_Excerpted data_
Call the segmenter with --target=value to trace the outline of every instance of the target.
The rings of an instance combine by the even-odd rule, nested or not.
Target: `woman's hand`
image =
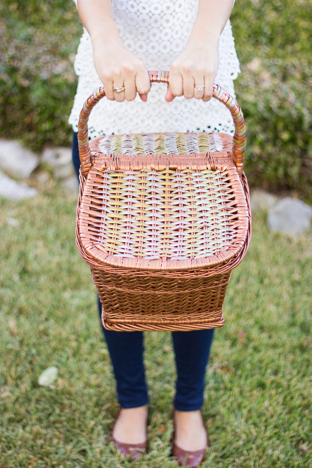
[[[121,40],[114,41],[101,38],[92,40],[93,62],[103,83],[107,98],[122,102],[133,101],[137,92],[142,101],[147,99],[151,89],[148,73],[143,62],[130,52]],[[114,93],[113,88],[124,86],[124,91]]]
[[[165,99],[170,102],[176,96],[209,101],[219,66],[219,41],[188,42],[184,51],[170,67],[169,83]],[[205,85],[202,91],[195,85]]]

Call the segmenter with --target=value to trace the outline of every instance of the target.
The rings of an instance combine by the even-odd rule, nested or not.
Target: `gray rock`
[[[71,148],[64,146],[47,148],[41,155],[41,160],[51,167],[66,165],[71,162],[72,150]]]
[[[79,194],[79,184],[76,176],[70,177],[60,181],[64,191],[67,194],[71,194],[78,196]]]
[[[42,153],[41,160],[52,168],[56,179],[66,179],[75,174],[70,148],[58,146],[46,148]]]
[[[261,189],[254,189],[250,194],[250,207],[252,212],[260,210],[267,211],[277,202],[278,198]]]
[[[22,182],[17,182],[0,172],[0,196],[2,198],[22,200],[35,196],[38,193],[36,189]]]
[[[32,173],[31,178],[39,182],[39,184],[44,185],[51,179],[51,175],[48,171],[39,167]]]
[[[39,162],[38,156],[18,141],[0,139],[0,169],[11,177],[27,178]]]
[[[309,230],[312,220],[312,207],[289,196],[278,201],[268,214],[270,231],[291,235]]]
[[[53,176],[56,179],[67,179],[75,175],[74,165],[71,161],[67,164],[62,164],[53,168],[52,171]]]

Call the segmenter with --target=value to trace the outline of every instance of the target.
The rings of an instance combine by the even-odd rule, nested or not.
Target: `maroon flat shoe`
[[[115,418],[115,423],[118,419],[119,413],[121,410],[121,408],[119,408],[118,412],[117,413],[117,415]],[[148,418],[147,420],[147,425],[146,427],[146,432],[147,432],[147,426],[149,425],[150,424],[150,418],[149,415]],[[115,427],[115,424],[114,424]],[[118,441],[116,440],[114,436],[113,435],[113,431],[114,430],[114,427],[112,429],[111,437],[113,439],[113,442],[115,446],[115,447],[119,450],[120,452],[124,456],[129,456],[130,460],[136,460],[137,458],[139,458],[140,457],[142,456],[143,455],[146,454],[146,451],[147,450],[147,438],[146,438],[146,440],[144,442],[141,442],[140,444],[126,444],[123,442],[119,442]]]
[[[204,425],[205,425],[204,418],[201,411],[200,411],[200,414],[203,418]],[[175,442],[176,427],[175,425],[174,412],[173,420],[174,430],[172,438],[172,456],[176,458],[178,464],[181,467],[188,467],[188,468],[198,468],[199,465],[205,460],[206,449],[208,445],[206,445],[205,448],[193,451],[190,450],[184,450],[181,447],[179,447]]]

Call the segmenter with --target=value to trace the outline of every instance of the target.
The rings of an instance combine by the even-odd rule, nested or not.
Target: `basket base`
[[[166,331],[171,332],[191,332],[192,330],[207,330],[212,328],[219,328],[224,323],[224,317],[223,310],[216,313],[219,319],[215,322],[201,322],[194,323],[114,323],[106,320],[105,313],[102,309],[102,325],[107,330],[115,332],[135,332],[135,331]]]

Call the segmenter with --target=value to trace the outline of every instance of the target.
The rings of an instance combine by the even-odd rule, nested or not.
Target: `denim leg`
[[[77,132],[73,134],[73,163],[79,177],[80,160]],[[145,405],[148,401],[143,363],[142,332],[114,332],[106,330],[101,322],[102,306],[98,296],[100,323],[105,338],[116,379],[118,400],[124,408]]]
[[[199,410],[204,400],[206,368],[214,329],[173,332],[177,379],[174,406],[180,411]]]

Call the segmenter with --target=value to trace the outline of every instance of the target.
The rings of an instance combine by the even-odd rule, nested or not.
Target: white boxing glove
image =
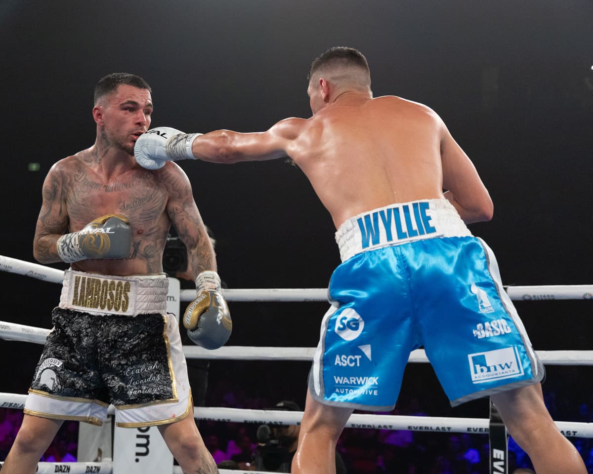
[[[195,159],[192,153],[192,143],[201,134],[184,133],[170,127],[151,129],[136,140],[136,161],[147,169],[158,169],[167,161]]]

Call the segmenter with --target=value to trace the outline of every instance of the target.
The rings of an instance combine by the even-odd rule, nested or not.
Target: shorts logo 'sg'
[[[353,341],[365,327],[364,320],[351,308],[346,308],[336,320],[336,334],[346,341]]]
[[[467,356],[473,383],[523,375],[523,366],[516,347],[505,347]]]

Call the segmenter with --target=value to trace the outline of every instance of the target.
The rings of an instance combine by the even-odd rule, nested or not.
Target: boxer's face
[[[146,89],[122,84],[105,98],[103,109],[103,134],[109,143],[134,154],[134,144],[150,127],[152,100]]]

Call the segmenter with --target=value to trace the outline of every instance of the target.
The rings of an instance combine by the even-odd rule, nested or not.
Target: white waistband
[[[168,288],[164,273],[117,277],[68,270],[59,307],[93,315],[165,315]]]
[[[471,233],[447,199],[396,203],[344,221],[336,232],[342,261],[361,252],[435,237]]]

_Exercise_
Copy the records word for word, leaving no picture in the copy.

_Output_
Call the segmenter with --target=value to trace the outline of every instance of the target.
The rings of an instance combine by the even-odd rule, nested or not.
Target: `woman's hand`
image =
[[[121,40],[114,41],[101,38],[92,40],[93,62],[103,83],[107,98],[122,102],[133,101],[137,92],[142,101],[147,99],[151,89],[148,73],[143,62],[130,52]],[[114,93],[113,88],[124,86],[124,91]]]
[[[165,99],[170,102],[176,96],[209,101],[219,66],[219,41],[188,42],[184,51],[170,67],[169,83]],[[205,85],[202,91],[195,85]]]

Call the segmenter with --target=value to trace the outline of every instance of the target.
The rings of an instance combine by the even-odd rule, nested or not.
Target: `gray rock`
[[[71,148],[64,146],[47,148],[41,155],[41,160],[51,167],[66,165],[71,162],[72,150]]]
[[[79,194],[79,184],[76,176],[70,177],[60,181],[64,191],[67,194],[71,194],[78,196]]]
[[[42,153],[41,160],[52,168],[56,179],[66,179],[75,174],[70,148],[58,146],[46,148]]]
[[[261,189],[254,189],[250,194],[250,207],[252,212],[260,210],[267,211],[277,202],[278,198]]]
[[[22,182],[17,182],[0,172],[0,196],[2,198],[22,200],[35,196],[38,193],[36,189]]]
[[[32,173],[31,178],[39,182],[39,184],[44,185],[51,179],[51,175],[48,171],[39,167]]]
[[[39,162],[38,156],[18,141],[0,139],[0,169],[11,177],[27,178]]]
[[[309,230],[312,220],[312,207],[289,196],[278,201],[268,214],[270,231],[291,235]]]
[[[53,176],[56,179],[67,179],[75,175],[74,165],[71,161],[67,164],[62,164],[53,168],[52,171]]]

Call the segmenter with --target=value to trace the outline of every instance of the target.
The rings of an instance combine by the even-odd rule, nested or not.
Target: `maroon flat shoe`
[[[115,418],[115,423],[118,419],[119,413],[121,410],[121,408],[119,408],[118,412],[117,413],[117,415]],[[148,418],[147,420],[147,425],[146,427],[146,432],[147,432],[147,426],[149,425],[150,424],[150,418],[149,415]],[[115,427],[115,424],[114,424]],[[118,441],[116,440],[114,436],[113,435],[113,431],[114,430],[114,427],[112,429],[111,437],[113,439],[113,442],[115,446],[115,447],[119,450],[120,452],[124,456],[129,456],[130,460],[136,460],[137,458],[139,458],[140,457],[142,456],[143,455],[146,454],[146,451],[147,450],[147,438],[146,438],[146,440],[144,442],[141,442],[140,444],[126,444],[123,442],[119,442]]]
[[[204,425],[205,425],[204,418],[201,411],[200,411],[200,414],[203,418]],[[175,442],[176,427],[175,425],[174,412],[173,420],[174,430],[172,438],[172,456],[176,458],[178,464],[181,467],[188,467],[188,468],[198,468],[199,465],[205,460],[206,449],[208,445],[206,445],[205,448],[193,451],[190,450],[184,450],[181,447],[179,447]]]

Call the segmenter with --target=value to trace the outline of every instance of the target.
The rings of an instance combine by the even-odd rule, nested or not.
Target: `basket base`
[[[166,331],[171,332],[191,332],[192,330],[207,330],[212,328],[219,328],[224,323],[224,317],[223,310],[216,313],[219,319],[215,322],[201,322],[194,323],[114,323],[106,320],[105,313],[102,309],[102,325],[107,330],[115,332],[135,332],[135,331]]]

Call the segmenter with --target=value to trace the outline of every instance of the target.
The rings of an instance combine by the even-odd rule, nested or not.
Target: `denim leg`
[[[77,132],[73,134],[73,163],[79,177],[80,160]],[[145,405],[148,401],[143,363],[142,332],[114,332],[106,330],[101,322],[102,306],[98,296],[100,323],[105,338],[116,379],[118,400],[124,408]]]
[[[199,410],[204,400],[206,368],[214,329],[173,332],[177,379],[174,406],[180,411]]]

Call the segmenter with --target=value to trace the outline of every instance of the target.
The rings of an instance combine by the even-odd rule, nested or not.
Target: white boxing glove
image =
[[[195,159],[192,153],[192,143],[201,134],[184,133],[170,127],[151,129],[136,140],[136,161],[147,169],[158,169],[167,161]]]

Call the segmenter with --target=value to trace the outline of every instance of the target.
The rings of an instance combine by the even-odd rule, nested or not.
Target: shorts logo 'sg'
[[[353,341],[365,327],[364,320],[351,308],[346,308],[336,320],[336,334],[346,341]]]
[[[467,356],[473,383],[523,375],[523,366],[516,347],[505,347]]]

Call the segmenter with --target=value to trace the outline of every instance of the target.
The rings of an instance combine by the even-odd rule, nested or not.
Target: boxer's face
[[[146,89],[122,84],[105,98],[103,109],[103,134],[109,143],[134,154],[134,144],[150,127],[152,100]]]

Call the segmenter with --target=value to trace the outline of every instance of the target.
The rings of an instance combine by the even-odd rule, nested or not.
Target: white waistband
[[[168,288],[164,273],[117,277],[68,270],[59,307],[93,315],[165,315]]]
[[[471,233],[447,199],[396,203],[344,221],[336,232],[342,261],[361,252],[435,237]]]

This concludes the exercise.